## Passage shown

Using Modal Action Patterns to Influence Behavior

These are my notes from the 2012 Art and Science of Animal Training Conference.
Click here for more notes from this conference.

This was the second year that Phung Luu spoke at the Art and Science of Animal Training Conference. Phung Luu is a very talented bird trainer. Last year, at the 3rd annual conference, Phung spoke about errorless learning. This year, he gave a very interesting talk about Modal Action Patterns. He discussed what are Modal Action Patterns and how trainers can use them.

What is a Modal Action Pattern (MAP)?

A modal action pattern is a genetic-like behavior or chain of behaviors that is triggered by a particular stimulus. Modal action patterns are also called fixed action patterns (FAP). However, Phung explained that some researchers are moving toward using the term modal action pattern instead of fixed action pattern because they want to recognize and emphasize that all behaviors, even highly stereotypic, species-specific patterns of behavior, are still somewhat flexible.

Common examples of MAPs and FAPs include the mating dances of many species, some types of displays of aggression, the pointing and herding instincts of some breeds of dogs, spider web building, and when a baby bird pecks at an adult’s beak so that the adult bird will regurgitate food. One example of a MAP that shows the flexibility of these types of behaviors is a bird’s nest building behavior. Birds “instinctively” know how to build nests. However, most people don’t realize that this behavior is still quite flexible and that a bird’s nest building behavior improves over the years with practice.

Here’s what trainers need to remember about MAPs and FAPs. Most animals have stereotypic or set behavior patterns that are characteristic to that species. Animal trainers need to be aware of these behaviors so that they can manage them, or even use them to their advantage. As well, if trainers aren’t aware of these types of behaviors, they are likely to get in trouble. Although the basic principles of training apply to every species, MAPs are one reason why before you begin working with a new species, it is important to spend time studying that species and becoming familiar with that species’ behaviors.

## Exercise data
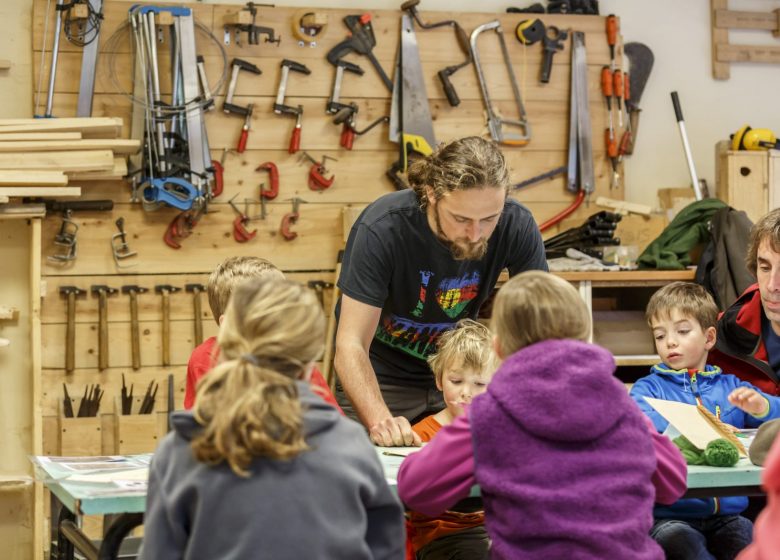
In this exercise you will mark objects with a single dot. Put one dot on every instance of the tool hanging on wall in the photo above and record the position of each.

## Things to do
A: Summarize the conference notes on modal action patterns in two sentences.
B: Carry on the conference notes on modal action patterns from where they stop.

## Answers by item number
A: At the 2012 Art and Science of Animal Training Conference, Phung Luu explained that a modal action pattern is a genetic-like behavior or chain of behaviors triggered by a particular stimulus, and that some researchers prefer this term to "fixed action pattern" to stress that even highly stereotypic behaviors remain somewhat flexible. Because most animals have such species-specific patterns, trainers need to be aware of them to manage or use them, and should study a new species' behaviors before beginning to work with it.

B:
Using MAPs to Your Advantage When Training Animals

When training animals, you can use MAPs to reduce behavior you don’t want or to encourage behavior that you do want. One example Phung Luu discussed involved a jaw popping behavior that dolphins do. Researchers use to think that the jaw popping sound was caused entirely by the physical movement of the jaw popping. However, they later realized that the dolphins had a special vocalization that accompanied the jaw pop behavior. Phung discussed how Ken Ramirez worked with scientists and other trainers to teach dolphins to do this behavior on cue. This allowed researchers working on dolphin vocalization to closely study a new type of dolphin vocalization that had not been previously studied.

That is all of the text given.